Given instruction 1:
Answer these questions about the poetry review:
(a) Which of Margaret Van Every's books did the reviewer read three times?
(b) How many syllables and lines make up her tankas?
(c) From which poem does the comic-relief excerpt come?
::: Passage to read
In a Better Place

Poems of Metamorphosis

By Margaret Van Every

A fan of Margaret Van Every’s poetry for many years (I read her book Saying Her Name three times), I am delighted to review her new poetry collection In a Better Place: Poems of Metamorphosis (February ’24). Here the word “metamorphosis” refers to our final transition. This book is the finale to her two earlier books that in her own words describe “many changes from child to teenager to woman to mature woman to the beginning of cronehood.”

Her 31-syllable, 5-line tankas often present the essence of a longer poem written to the same topic on the opposing page. One of my favorites has caused me to reflect on my own life, as do many of this poet’s ponderings on this stage of life:

now near the end

I realize

doors I didn’t open

for lack of keys

were never locked

Poems poignant, thought provoking or heartbreaking are interspersed with comic relief as in this excerpt from “Death, Be a Lover Not a Friend.”

 . . . Be a lover,

take me quickly, do not linger.

What’s the point when I’m so

willing? Let’s elope, we’ll vanish

in the night before they know . . .
::::::
::: Raw data
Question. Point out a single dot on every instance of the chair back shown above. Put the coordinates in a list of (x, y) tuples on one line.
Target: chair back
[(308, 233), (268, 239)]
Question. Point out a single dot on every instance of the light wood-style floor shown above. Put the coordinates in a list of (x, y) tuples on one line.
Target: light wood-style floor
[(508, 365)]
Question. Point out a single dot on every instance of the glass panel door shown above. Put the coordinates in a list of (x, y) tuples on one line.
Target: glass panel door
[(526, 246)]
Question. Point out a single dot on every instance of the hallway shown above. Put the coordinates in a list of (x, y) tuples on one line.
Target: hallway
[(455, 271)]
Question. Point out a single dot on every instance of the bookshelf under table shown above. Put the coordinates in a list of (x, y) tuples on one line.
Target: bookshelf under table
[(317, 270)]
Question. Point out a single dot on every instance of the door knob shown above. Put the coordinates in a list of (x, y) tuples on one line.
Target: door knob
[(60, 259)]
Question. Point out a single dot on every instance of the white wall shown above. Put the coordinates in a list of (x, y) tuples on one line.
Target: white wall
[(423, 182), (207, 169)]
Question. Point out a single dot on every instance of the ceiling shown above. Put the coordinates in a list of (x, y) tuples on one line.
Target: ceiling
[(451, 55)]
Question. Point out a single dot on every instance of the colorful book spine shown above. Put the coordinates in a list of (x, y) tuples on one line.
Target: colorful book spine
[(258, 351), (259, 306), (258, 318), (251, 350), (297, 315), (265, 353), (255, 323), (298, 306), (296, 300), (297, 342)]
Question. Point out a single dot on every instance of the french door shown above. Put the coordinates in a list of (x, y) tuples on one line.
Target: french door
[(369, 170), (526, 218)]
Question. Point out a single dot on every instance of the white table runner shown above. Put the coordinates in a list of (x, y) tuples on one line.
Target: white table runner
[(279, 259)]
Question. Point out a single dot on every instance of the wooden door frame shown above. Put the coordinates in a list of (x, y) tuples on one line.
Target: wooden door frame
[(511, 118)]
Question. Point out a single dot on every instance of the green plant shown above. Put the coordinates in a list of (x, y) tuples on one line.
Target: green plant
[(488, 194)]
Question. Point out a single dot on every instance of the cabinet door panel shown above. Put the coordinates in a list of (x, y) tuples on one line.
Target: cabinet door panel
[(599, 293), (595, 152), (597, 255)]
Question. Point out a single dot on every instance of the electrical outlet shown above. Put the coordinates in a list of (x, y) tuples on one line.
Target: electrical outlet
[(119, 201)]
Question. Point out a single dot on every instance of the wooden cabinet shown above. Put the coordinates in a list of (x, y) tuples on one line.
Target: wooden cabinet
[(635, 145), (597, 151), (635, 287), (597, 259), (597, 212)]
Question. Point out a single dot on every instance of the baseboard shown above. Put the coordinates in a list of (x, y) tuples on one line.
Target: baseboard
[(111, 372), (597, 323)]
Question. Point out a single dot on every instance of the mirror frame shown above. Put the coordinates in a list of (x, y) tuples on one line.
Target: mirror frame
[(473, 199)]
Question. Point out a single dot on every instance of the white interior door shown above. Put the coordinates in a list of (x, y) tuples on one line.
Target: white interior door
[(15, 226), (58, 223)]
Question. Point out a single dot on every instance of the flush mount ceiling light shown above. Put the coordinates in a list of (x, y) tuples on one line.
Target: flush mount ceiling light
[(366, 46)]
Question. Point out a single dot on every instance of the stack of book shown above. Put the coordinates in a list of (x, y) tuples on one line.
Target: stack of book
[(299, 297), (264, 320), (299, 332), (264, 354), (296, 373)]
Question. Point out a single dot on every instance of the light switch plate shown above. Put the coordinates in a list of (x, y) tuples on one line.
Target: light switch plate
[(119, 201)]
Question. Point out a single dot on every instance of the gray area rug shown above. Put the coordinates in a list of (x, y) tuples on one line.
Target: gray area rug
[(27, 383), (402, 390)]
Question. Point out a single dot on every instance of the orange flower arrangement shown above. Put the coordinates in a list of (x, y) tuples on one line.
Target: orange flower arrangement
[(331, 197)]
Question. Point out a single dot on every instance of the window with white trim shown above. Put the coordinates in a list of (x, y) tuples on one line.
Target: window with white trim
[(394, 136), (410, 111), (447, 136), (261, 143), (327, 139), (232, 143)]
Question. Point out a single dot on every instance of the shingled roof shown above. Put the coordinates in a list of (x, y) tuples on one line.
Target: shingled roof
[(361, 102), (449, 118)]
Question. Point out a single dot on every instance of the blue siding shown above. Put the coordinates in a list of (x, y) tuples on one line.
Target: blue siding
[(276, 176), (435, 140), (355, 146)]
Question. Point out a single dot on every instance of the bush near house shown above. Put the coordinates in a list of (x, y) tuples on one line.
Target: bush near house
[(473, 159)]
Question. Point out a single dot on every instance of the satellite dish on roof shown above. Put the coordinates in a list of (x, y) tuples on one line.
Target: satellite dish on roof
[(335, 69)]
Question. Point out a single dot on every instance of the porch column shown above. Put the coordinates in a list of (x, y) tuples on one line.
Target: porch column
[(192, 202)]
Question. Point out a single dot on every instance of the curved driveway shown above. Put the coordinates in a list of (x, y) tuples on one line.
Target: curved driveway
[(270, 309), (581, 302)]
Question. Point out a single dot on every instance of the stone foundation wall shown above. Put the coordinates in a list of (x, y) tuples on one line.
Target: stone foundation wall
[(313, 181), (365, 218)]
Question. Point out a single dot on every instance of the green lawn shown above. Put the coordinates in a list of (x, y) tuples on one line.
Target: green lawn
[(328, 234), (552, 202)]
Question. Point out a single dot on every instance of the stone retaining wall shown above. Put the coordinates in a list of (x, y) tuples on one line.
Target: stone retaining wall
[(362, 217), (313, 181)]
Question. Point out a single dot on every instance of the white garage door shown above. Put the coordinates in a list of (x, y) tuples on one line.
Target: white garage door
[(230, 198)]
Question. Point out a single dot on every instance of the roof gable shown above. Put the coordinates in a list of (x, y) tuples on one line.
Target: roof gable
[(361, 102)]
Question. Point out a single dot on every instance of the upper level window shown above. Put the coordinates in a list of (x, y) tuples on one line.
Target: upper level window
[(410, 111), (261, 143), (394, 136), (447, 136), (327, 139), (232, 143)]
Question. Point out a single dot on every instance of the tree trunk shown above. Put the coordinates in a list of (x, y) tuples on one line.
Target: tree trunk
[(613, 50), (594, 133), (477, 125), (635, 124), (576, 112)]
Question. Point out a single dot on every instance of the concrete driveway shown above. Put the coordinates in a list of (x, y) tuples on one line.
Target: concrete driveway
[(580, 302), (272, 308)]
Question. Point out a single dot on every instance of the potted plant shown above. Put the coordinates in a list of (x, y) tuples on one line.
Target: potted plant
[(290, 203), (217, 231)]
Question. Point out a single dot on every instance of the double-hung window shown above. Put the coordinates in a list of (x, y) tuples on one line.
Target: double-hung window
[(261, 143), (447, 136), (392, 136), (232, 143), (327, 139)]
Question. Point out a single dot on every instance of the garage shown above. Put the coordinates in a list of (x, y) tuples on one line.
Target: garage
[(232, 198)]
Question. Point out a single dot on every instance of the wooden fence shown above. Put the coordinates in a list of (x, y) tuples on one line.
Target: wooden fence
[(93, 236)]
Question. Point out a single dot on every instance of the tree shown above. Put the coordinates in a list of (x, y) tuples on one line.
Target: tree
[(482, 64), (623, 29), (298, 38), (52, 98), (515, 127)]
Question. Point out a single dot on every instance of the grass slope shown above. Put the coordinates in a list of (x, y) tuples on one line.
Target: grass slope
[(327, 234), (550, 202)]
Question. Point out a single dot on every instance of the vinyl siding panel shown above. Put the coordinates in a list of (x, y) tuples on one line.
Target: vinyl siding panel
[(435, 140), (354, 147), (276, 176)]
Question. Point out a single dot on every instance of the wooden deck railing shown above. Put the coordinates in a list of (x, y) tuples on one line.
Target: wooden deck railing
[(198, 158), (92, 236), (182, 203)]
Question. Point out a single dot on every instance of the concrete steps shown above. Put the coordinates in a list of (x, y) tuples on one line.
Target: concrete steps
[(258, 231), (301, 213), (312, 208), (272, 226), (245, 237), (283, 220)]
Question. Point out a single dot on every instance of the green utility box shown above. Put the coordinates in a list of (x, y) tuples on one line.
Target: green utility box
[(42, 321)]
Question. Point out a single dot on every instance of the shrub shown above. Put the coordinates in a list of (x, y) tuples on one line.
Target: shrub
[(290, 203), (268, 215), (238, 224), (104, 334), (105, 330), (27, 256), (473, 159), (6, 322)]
::::::
Given instruction 2:
Put the lines of the stored data rows above into a Markdown table with the columns Number and Line, leaving out blank lines. Begin at the line that contains "the wooden cabinet" and stop after the line that contains "[(111, 372), (597, 323)]".

Exercise response 1:
(a) Saying Her Name
(b) 31 syllables and 5 lines
(c) "Death, Be a Lover Not a Friend"

Exercise response 2:
| Number | Line |
|---|---|
| 1 | Question. Point out a single dot on every instance of the wooden cabinet shown above. Put the coordinates in a list of (x, y) tuples on one line. |
| 2 | Target: wooden cabinet |
| 3 | [(635, 145), (597, 151), (635, 287), (597, 259), (597, 212)] |
| 4 | Question. Point out a single dot on every instance of the baseboard shown above. Put the coordinates in a list of (x, y) tuples on one line. |
| 5 | Target: baseboard |
| 6 | [(111, 372), (597, 323)] |